RAW RECORDS —
::::::::

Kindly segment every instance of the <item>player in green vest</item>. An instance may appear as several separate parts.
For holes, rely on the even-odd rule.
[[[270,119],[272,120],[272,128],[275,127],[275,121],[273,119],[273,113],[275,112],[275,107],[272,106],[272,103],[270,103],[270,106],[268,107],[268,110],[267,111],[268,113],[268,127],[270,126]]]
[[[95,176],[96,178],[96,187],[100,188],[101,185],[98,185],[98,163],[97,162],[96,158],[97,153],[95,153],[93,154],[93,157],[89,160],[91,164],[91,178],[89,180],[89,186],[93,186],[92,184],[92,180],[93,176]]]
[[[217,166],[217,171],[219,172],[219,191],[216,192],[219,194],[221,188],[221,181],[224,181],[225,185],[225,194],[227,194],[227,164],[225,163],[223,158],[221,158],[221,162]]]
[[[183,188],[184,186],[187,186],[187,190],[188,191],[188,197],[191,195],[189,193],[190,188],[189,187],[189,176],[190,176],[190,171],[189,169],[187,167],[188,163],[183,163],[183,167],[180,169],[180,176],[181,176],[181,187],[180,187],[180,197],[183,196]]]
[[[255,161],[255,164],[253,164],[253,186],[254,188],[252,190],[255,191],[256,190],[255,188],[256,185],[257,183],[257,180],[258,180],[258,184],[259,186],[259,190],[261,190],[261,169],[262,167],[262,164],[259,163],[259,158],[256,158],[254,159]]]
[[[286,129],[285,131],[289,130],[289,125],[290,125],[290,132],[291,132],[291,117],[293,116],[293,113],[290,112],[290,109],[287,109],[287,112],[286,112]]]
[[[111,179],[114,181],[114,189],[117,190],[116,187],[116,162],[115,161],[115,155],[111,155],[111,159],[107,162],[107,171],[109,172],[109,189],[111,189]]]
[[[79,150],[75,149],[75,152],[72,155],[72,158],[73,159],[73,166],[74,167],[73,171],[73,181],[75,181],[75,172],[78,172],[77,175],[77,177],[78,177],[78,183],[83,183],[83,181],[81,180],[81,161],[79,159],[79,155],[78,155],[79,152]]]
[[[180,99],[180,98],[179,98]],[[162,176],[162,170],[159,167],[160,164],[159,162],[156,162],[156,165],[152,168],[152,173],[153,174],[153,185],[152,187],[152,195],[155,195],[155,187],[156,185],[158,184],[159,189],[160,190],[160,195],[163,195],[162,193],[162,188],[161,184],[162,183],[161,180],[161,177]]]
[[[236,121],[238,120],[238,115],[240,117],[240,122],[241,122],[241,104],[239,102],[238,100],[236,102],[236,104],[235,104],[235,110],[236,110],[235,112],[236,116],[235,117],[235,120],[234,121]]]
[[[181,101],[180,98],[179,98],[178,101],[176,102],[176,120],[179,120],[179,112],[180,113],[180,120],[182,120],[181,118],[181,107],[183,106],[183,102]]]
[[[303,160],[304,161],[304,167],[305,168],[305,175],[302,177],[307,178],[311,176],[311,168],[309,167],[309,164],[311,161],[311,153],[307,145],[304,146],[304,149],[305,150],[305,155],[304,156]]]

::::::::

INSTRUCTION —
Swap "player in green vest" for "player in red vest" in the records, starting with their first line and going on through the line with "For holes, rely on the even-odd rule.". Give back only those lines, with nothing else in them changed.

OUTPUT FOR THIS TASK —
Kindly segment every instance of the <item>player in red vest</item>. An instance may appear as several separate parts.
For holes, rely on the even-odd rule.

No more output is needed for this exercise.